[Image segmentation entries]

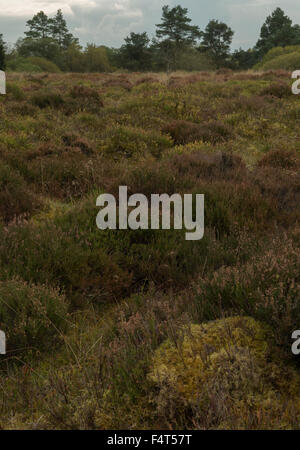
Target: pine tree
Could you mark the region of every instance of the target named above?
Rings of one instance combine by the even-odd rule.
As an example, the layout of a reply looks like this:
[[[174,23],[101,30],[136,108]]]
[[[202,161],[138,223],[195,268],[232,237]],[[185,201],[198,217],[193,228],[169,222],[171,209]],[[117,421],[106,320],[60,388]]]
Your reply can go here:
[[[186,47],[194,45],[201,36],[199,27],[191,25],[188,9],[180,5],[171,8],[163,6],[162,22],[157,24],[154,46],[160,49],[169,71],[176,67],[176,60],[180,52]]]
[[[72,43],[76,43],[78,41],[69,32],[61,9],[57,11],[56,16],[53,19],[50,19],[49,22],[51,36],[58,43],[60,48],[66,49]]]
[[[28,39],[48,38],[50,36],[50,24],[48,16],[40,11],[27,21],[26,26],[29,27],[29,31],[25,31],[25,35]]]
[[[211,20],[202,33],[200,51],[209,53],[217,66],[226,64],[234,32],[226,23]]]
[[[260,38],[255,49],[260,56],[263,56],[273,47],[285,47],[299,43],[299,25],[293,26],[292,20],[285,15],[284,11],[276,8],[261,27]]]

• AIM OF THE EXERCISE:
Can you reproduce the listing above with "pine tree" switched to "spruce", changing nothing else and leaving out the pictures?

• SOLUTION TO THE PROBLEM:
Target: spruce
Could you mark the region of every instance of the target named above?
Rings of one instance combine by the even-odd rule.
As an example, the layout of a reply looks like this:
[[[174,23],[101,30],[136,108]]]
[[[202,161],[138,223],[195,268],[232,237]],[[185,201],[198,217],[193,228],[169,222],[171,209]],[[117,421],[106,320],[60,388]]]
Your reply can go here:
[[[186,47],[194,45],[201,36],[199,27],[191,25],[188,9],[180,5],[171,8],[163,6],[162,22],[157,24],[154,46],[160,49],[169,71],[176,67],[176,60],[180,52]]]
[[[72,43],[76,43],[78,41],[69,32],[61,9],[57,11],[56,16],[53,19],[50,19],[49,22],[51,36],[58,43],[60,48],[66,49]]]
[[[28,39],[48,38],[50,36],[50,24],[48,16],[40,11],[27,21],[26,26],[29,27],[29,31],[25,31],[25,35]]]
[[[211,20],[202,33],[200,51],[209,53],[217,66],[226,64],[234,32],[226,23]]]
[[[260,38],[255,49],[260,56],[263,56],[273,47],[285,47],[299,43],[299,25],[293,26],[292,20],[285,15],[284,11],[276,8],[261,27]]]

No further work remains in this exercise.